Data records
------------------------------

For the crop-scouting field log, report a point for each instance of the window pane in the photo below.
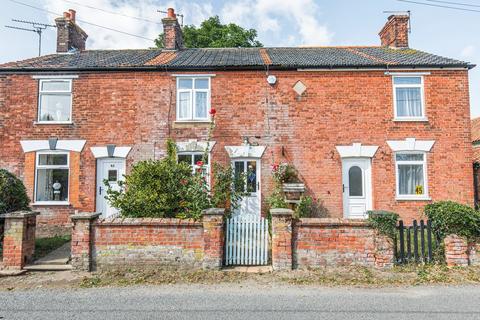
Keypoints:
(55, 107)
(187, 158)
(52, 159)
(199, 157)
(185, 84)
(355, 181)
(239, 168)
(184, 105)
(409, 157)
(251, 176)
(52, 185)
(201, 83)
(201, 105)
(407, 80)
(112, 175)
(55, 85)
(410, 179)
(409, 102)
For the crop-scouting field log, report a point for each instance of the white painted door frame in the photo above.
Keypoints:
(357, 199)
(112, 169)
(245, 203)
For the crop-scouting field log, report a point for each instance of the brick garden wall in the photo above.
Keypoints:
(138, 109)
(339, 242)
(128, 242)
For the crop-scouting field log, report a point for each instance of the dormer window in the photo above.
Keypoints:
(409, 98)
(55, 101)
(193, 98)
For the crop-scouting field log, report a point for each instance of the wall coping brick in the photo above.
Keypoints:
(85, 216)
(160, 222)
(331, 222)
(281, 212)
(19, 214)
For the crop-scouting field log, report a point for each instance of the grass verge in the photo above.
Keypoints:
(351, 276)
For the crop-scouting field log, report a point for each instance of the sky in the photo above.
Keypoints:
(442, 31)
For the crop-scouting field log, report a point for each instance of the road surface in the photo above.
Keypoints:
(243, 302)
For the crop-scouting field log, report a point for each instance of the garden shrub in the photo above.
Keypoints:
(385, 222)
(449, 217)
(309, 207)
(13, 195)
(161, 188)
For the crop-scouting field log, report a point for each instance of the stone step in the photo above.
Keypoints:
(48, 267)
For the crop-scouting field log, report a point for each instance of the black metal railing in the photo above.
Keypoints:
(416, 243)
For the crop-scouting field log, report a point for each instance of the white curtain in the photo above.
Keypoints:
(409, 103)
(410, 176)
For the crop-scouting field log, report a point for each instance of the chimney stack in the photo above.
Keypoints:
(172, 32)
(70, 36)
(395, 32)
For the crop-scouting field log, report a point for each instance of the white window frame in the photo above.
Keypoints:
(423, 162)
(38, 166)
(191, 117)
(194, 165)
(59, 92)
(422, 117)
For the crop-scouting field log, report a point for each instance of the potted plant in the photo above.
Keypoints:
(292, 186)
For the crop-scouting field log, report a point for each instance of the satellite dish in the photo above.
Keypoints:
(271, 79)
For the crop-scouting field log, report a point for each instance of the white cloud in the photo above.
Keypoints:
(278, 22)
(100, 38)
(468, 51)
(281, 19)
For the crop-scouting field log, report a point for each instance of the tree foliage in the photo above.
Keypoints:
(213, 34)
(13, 195)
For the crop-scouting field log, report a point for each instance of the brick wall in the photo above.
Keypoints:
(138, 109)
(127, 242)
(339, 242)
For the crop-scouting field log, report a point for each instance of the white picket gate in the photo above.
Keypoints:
(246, 241)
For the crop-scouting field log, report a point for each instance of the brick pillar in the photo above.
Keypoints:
(82, 240)
(19, 238)
(213, 238)
(281, 239)
(456, 251)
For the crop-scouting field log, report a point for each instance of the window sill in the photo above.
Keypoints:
(191, 124)
(423, 198)
(53, 122)
(51, 203)
(410, 119)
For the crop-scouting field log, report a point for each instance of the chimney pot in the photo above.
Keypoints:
(70, 36)
(171, 13)
(172, 32)
(73, 13)
(395, 32)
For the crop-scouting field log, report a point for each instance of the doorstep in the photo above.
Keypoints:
(248, 269)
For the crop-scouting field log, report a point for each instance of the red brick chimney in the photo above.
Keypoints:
(395, 32)
(70, 36)
(172, 32)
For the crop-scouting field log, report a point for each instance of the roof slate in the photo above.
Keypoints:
(236, 58)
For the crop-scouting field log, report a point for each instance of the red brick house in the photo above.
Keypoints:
(367, 127)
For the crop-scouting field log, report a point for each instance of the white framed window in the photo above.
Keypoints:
(55, 101)
(193, 159)
(193, 98)
(409, 98)
(411, 175)
(52, 173)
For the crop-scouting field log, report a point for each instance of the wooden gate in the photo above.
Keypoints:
(246, 241)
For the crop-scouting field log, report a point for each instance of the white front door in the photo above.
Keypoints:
(250, 203)
(111, 170)
(357, 187)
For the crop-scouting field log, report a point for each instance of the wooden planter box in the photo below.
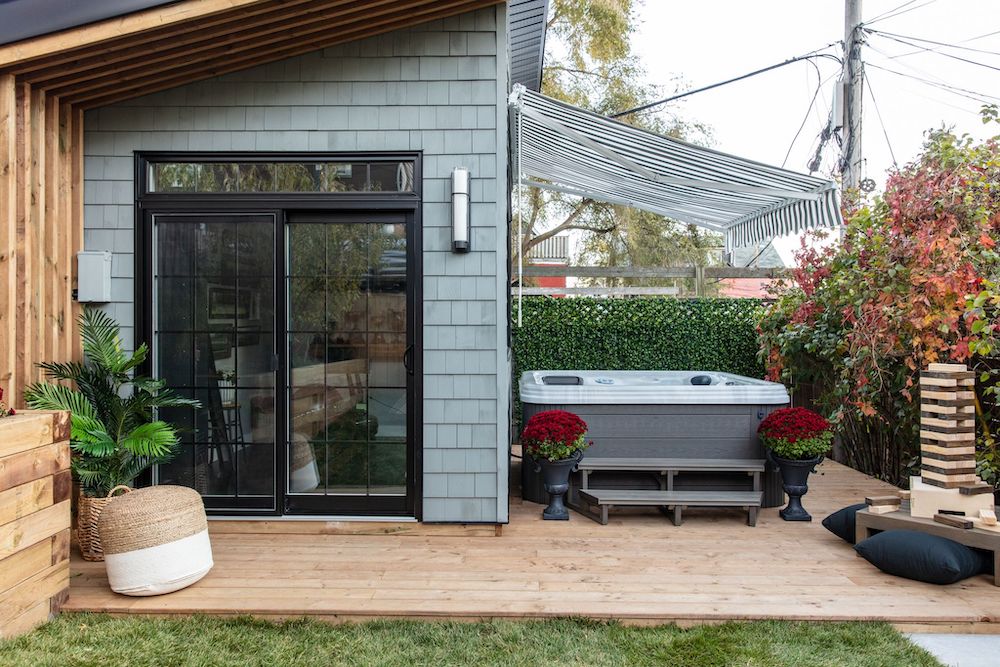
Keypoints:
(35, 489)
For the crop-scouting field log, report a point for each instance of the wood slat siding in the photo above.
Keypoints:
(35, 487)
(46, 83)
(40, 231)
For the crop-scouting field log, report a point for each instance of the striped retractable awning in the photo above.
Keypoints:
(566, 149)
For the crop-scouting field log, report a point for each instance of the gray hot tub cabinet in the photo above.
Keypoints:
(686, 421)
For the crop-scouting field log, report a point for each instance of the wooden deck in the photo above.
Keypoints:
(639, 569)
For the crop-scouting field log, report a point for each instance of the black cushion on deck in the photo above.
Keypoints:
(842, 522)
(922, 557)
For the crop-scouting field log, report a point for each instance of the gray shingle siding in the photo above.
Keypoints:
(435, 88)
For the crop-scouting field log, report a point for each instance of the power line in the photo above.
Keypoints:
(885, 132)
(807, 56)
(891, 35)
(884, 14)
(954, 90)
(940, 53)
(892, 16)
(805, 119)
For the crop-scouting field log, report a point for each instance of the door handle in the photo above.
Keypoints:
(408, 359)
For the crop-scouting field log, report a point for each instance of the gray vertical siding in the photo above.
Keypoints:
(438, 88)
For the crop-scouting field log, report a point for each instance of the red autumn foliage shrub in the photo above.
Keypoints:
(554, 435)
(904, 288)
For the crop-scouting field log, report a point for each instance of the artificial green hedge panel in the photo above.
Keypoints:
(637, 334)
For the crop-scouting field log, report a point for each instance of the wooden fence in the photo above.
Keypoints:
(35, 489)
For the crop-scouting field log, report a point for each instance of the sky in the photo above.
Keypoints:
(712, 40)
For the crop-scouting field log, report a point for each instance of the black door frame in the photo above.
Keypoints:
(280, 204)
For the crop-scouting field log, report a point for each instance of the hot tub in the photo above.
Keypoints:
(659, 414)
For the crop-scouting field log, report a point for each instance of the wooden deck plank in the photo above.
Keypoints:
(638, 568)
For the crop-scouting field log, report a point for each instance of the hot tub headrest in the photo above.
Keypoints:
(562, 379)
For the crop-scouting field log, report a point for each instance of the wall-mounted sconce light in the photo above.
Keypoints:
(460, 210)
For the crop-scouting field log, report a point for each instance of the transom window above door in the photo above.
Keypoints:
(270, 177)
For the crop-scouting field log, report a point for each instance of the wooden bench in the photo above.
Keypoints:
(604, 499)
(669, 467)
(866, 524)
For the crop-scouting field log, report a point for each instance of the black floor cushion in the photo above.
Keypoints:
(922, 557)
(841, 523)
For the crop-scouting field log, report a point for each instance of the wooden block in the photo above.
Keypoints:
(964, 438)
(963, 465)
(942, 426)
(945, 382)
(952, 520)
(936, 407)
(947, 450)
(962, 472)
(948, 396)
(33, 464)
(946, 368)
(975, 489)
(882, 500)
(926, 500)
(939, 459)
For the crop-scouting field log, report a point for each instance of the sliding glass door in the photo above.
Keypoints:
(295, 332)
(347, 320)
(213, 339)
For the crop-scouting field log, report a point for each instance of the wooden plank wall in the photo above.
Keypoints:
(35, 489)
(41, 229)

------------------------------

Task: Transcribe the records verbatim and omit the images.

Solution to this exercise:
For the crop-scouting field log, report a point for each instance of the window pane in the photo below.
Keypoints:
(55, 107)
(187, 158)
(52, 159)
(199, 157)
(185, 84)
(355, 181)
(239, 168)
(184, 105)
(409, 157)
(251, 176)
(52, 185)
(201, 83)
(201, 105)
(407, 80)
(112, 175)
(55, 85)
(410, 179)
(409, 102)
For the crop-scouting field log, report a point for each instance of the white painted door frame in the photo above.
Keypoints:
(357, 199)
(112, 169)
(245, 203)
For the crop-scouting field log, report a point for each instance of the brick garden wall in the photo above.
Keypoints:
(138, 109)
(339, 242)
(128, 242)
For the crop-scouting field log, report a point for each instance of the dormer window in the photo above.
Keypoints:
(409, 98)
(55, 101)
(193, 98)
For the crop-scouting field log, report a point for each instance of the wall coping brick in the photo above.
Keypoints:
(85, 216)
(160, 222)
(331, 222)
(281, 212)
(19, 214)
For the crop-scouting field log, report a point for each instance of the grass verge in the photo above.
Keypoints:
(351, 276)
For the crop-scouting field log, report a point for each instance of the sky in the photo above.
Keypoints:
(442, 31)
For the crop-scouting field log, report a point for each instance of the road surface in the photo above.
Keypoints:
(243, 302)
For the crop-scouting field log, report a point for each instance of the garden shrub in the photo above.
Keypoints:
(385, 222)
(449, 217)
(309, 207)
(13, 195)
(161, 188)
For the crop-scouting field log, report a point for each instance of the stone step in the photo above.
Keypoints:
(48, 267)
For the crop-scouting field log, report a point for each instance of the black metal railing in the photo above.
Keypoints:
(416, 243)
For the crop-scouting field log, report a point for each instance of the white curtain in the photo above.
Keypoints:
(409, 103)
(410, 176)
For the crop-scouting field log, report a point for each instance of the chimney stack in the photo above.
Keypoints:
(172, 32)
(70, 36)
(395, 32)
For the crop-scouting field log, report a point for each instance of the white window frame in the photo above.
Keypoints:
(423, 162)
(38, 166)
(191, 117)
(194, 165)
(59, 92)
(422, 117)
For the crop-scouting field log, report a point for each instance of the potted plant in the photo above.
Keypoints:
(292, 186)
For the crop-scouting field log, report a point for each instance of the satellite dish in the photo above.
Keypoints:
(271, 79)
For the crop-scouting field log, report a point for each instance of the white cloud in the photo above.
Keypoints:
(278, 22)
(100, 38)
(468, 51)
(281, 19)
For the crop-scouting field log, report a point for each instance of the tree foliage in the photo above.
Keypoints:
(213, 34)
(13, 195)
For the crop-scouting field log, report a point for each instance of the brick wall in the photo above.
Keypoints:
(138, 109)
(127, 242)
(339, 242)
For the crop-scouting field log, report a point for each instance of the white picket gate in the photo above.
Keypoints:
(246, 241)
For the crop-scouting field log, report a point for each instance of the brick pillar in the photo above.
Keypoints:
(82, 240)
(19, 238)
(213, 238)
(281, 239)
(456, 251)
For the crop-scouting field log, report a point for each instance of the window sill in the photo above.
Keypoints:
(191, 124)
(423, 198)
(53, 122)
(51, 203)
(410, 119)
For the crop-scouting field log, report a point for each instance of the chimney pot in the photo above.
Keypoints:
(70, 36)
(171, 13)
(172, 32)
(73, 13)
(395, 32)
For the crop-scouting field log, report a point for each instance of the doorstep in the photo above.
Keypoints:
(248, 269)
For the crop-scouting field log, report a point for each instance of the red brick chimney in the photo above.
Keypoints:
(395, 32)
(70, 36)
(172, 32)
For the crop-scouting field log, report a point for each instance of the roof slate in the photo above.
Keypoints:
(236, 58)
For the crop-scouting field log, report a point for each instance of the red brick house in the photo above.
Keypoints:
(367, 127)
For the crop-scouting field log, report a point for each instance of the white framed window in the photo above.
Keypoints:
(55, 101)
(193, 159)
(193, 98)
(409, 98)
(411, 175)
(52, 173)
For the crop-scouting field log, report a point for each instance of the wooden gate in the photo above.
Keypoints:
(246, 241)
For the crop-scouting field log, report a point for each instance of the white front door in the photo above.
Keypoints:
(250, 203)
(111, 170)
(357, 187)
For the crop-scouting field log, report a point for each instance of the wooden planter box in the photo below.
Keypoints:
(35, 489)
For the crop-scouting field log, report a point for each instance of the wood slat siding in the photo above.
Keypoints:
(35, 487)
(46, 83)
(40, 231)
For the crop-scouting field log, report a point for each instance of the striped retractable awning in the photo above.
Keypoints:
(566, 149)
For the crop-scouting field log, report a point for each instance of the gray hot tub cabinet in the photo above.
Keypoints:
(686, 421)
For the crop-scouting field log, report a point for each instance of the wooden deck in the photo above.
Keypoints:
(639, 569)
For the crop-scouting field log, report a point for each instance of the black cushion on deck in the photo above.
Keypoints:
(842, 522)
(922, 557)
For the crop-scouting field log, report a point for each instance of the gray shingle siding in the photo above.
Keypoints:
(435, 88)
For the crop-scouting field log, report a point for each instance of the power line in the photo above.
Keypoints:
(885, 132)
(807, 56)
(891, 35)
(884, 14)
(954, 90)
(940, 53)
(892, 16)
(805, 119)
For the crop-scouting field log, report a point for each instance of the door handle in the photo above.
Keypoints:
(408, 359)
For the crop-scouting field log, report a point for each instance of the gray vertical siding in the photo above.
Keypoints:
(438, 88)
For the crop-scouting field log, report a point for each instance of the red autumn foliage shrub in the photo above.
Keypoints:
(554, 435)
(904, 288)
For the crop-scouting field log, report a point for each instance of the artificial green hedge panel in the photo above.
Keypoints:
(637, 334)
For the crop-scouting field log, report a point for each instance of the wooden fence in the photo above.
Keypoints:
(35, 489)
For the crop-scouting field log, report a point for each instance of the sky in the photo above.
Keypoints:
(712, 40)
For the crop-scouting field log, report a point for each instance of the black door frame in the photo above.
Keypoints:
(280, 204)
For the crop-scouting field log, report a point for each instance of the hot tub in the photo above.
Keypoints:
(659, 414)
For the crop-scouting field log, report a point for each instance of the wooden deck plank in the photo above.
Keypoints:
(638, 568)
For the crop-scouting field log, report a point for each instance of the hot tub headrest in the photo above.
Keypoints:
(562, 379)
For the crop-scouting field log, report a point for each instance of the wall-mounted sconce light in the photo above.
Keypoints:
(460, 210)
For the crop-scouting field log, report a point for each instance of the transom window above door in the photo above.
Keypoints:
(270, 177)
For the crop-scouting field log, report a point for each instance of the wooden bench in the photo above.
Keypoints:
(604, 499)
(669, 467)
(866, 524)
For the crop-scouting field log, report a point for each instance of the black floor cushion in the photo above.
Keypoints:
(922, 557)
(841, 523)
For the crop-scouting field log, report a point for each instance of the wooden block in the photo above.
Keypoints:
(964, 438)
(963, 465)
(942, 426)
(945, 382)
(952, 520)
(936, 407)
(947, 450)
(962, 472)
(948, 396)
(33, 464)
(946, 368)
(975, 489)
(882, 500)
(926, 500)
(939, 459)
For the crop-scouting field log, report a point for each instance of the sliding glass door in the photo above.
Keypoints:
(295, 332)
(347, 320)
(213, 339)
For the crop-scouting field log, report a point for each instance of the wooden plank wall in the photo above.
Keypoints:
(35, 489)
(41, 229)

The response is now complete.